Exercise details:
Reproduce every one of the rows below word for word, leaving out the pictures.
[Begin Dataset]
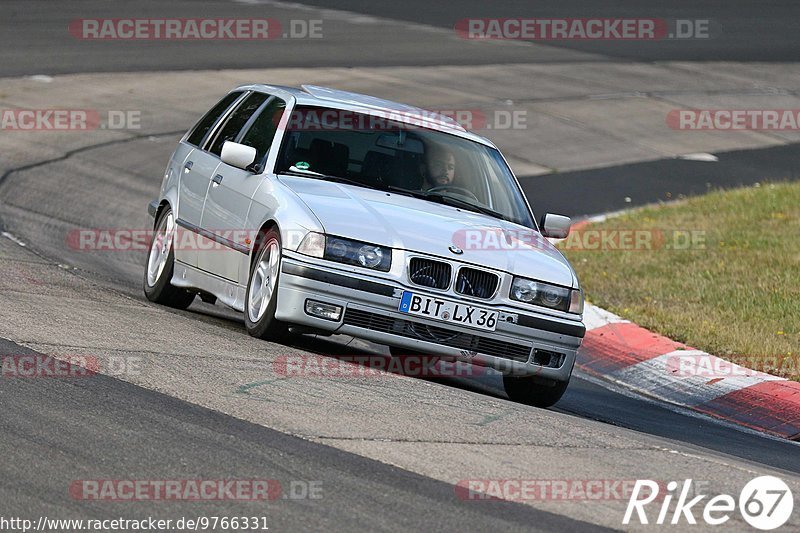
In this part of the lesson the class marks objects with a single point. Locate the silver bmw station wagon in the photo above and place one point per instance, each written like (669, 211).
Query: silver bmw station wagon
(318, 210)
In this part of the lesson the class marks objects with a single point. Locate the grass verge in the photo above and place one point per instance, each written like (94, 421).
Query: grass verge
(719, 272)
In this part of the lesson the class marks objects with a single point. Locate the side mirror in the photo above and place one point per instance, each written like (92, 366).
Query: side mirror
(555, 226)
(238, 155)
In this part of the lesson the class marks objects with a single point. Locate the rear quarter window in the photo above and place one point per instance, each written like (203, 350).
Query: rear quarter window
(209, 119)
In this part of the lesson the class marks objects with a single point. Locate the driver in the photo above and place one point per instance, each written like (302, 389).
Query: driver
(439, 168)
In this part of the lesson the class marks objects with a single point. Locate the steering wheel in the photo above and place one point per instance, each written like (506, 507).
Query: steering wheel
(461, 191)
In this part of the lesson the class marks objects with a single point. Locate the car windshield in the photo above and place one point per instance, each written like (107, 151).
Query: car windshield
(376, 152)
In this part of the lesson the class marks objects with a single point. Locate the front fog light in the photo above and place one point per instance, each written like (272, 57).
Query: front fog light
(323, 310)
(370, 256)
(313, 244)
(524, 290)
(576, 302)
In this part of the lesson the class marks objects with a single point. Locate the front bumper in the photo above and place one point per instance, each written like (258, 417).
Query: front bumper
(522, 344)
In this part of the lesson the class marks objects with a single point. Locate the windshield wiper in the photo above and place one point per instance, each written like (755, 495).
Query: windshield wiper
(294, 171)
(449, 200)
(409, 192)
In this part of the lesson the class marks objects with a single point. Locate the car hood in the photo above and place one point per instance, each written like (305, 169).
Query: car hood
(416, 225)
[End Dataset]
The solution:
In this part of the lesson the class marks objects with a single point. Locate the silver bmw station wagon in the photo above and place one point per instance, each written like (669, 211).
Query: silver bmw station wagon
(318, 210)
In this part of the lesson the class marks objects with a single point. Locate the grass verge in the photo above and place one point per instance, each written like (94, 421).
Query: grass verge
(719, 272)
In this part of the lesson the class marks objects with a single point. Locate the side mirror in the photo above and place one point per instance, each written like (92, 366).
Query: side mirror
(555, 226)
(238, 155)
In this part of the lesson the class marks objects with a single point. Locate the rear quarter window in the photo above and place one point per instance, each written like (203, 350).
Query: rear quarter window
(209, 119)
In this part of the lesson the class marks objects with a single point. Locate the driver in the photo above and place one point per instance, each written like (302, 389).
Query: driver
(439, 168)
In this part of the lesson the class marks objects with a single point. Locate the steering wheel in the photo above and place one point per instance, each written like (506, 507).
Query: steering wheel
(461, 191)
In this part of the lesson the class marks objects with a single point. Locate the car windshield in the photo above and place one point per instance, each written like (107, 151).
Query: car windshield
(376, 152)
In this part of the lesson the class marks objects with a single point. Locate the front fog light in the photo above and place one point per instance, each written like (272, 57).
Query: front fog light
(323, 310)
(370, 256)
(313, 244)
(524, 290)
(576, 302)
In this part of the lesson the class marks objects with a single point. Locate the front bumper in the photo above and place one point per instance, each written like (258, 417).
Query: front bumper
(522, 344)
In this part of the lesson the class marks objects with a single point. Locate the windshield wiper in the photo above and place one point per instance, each written like (755, 495).
Query: windshield wiper
(294, 171)
(449, 200)
(409, 192)
In this part of the lesson the class marks objects with a single point. Locate the car hood in the photo above and place one point per instance, each written like (305, 169).
Query: car hood
(416, 225)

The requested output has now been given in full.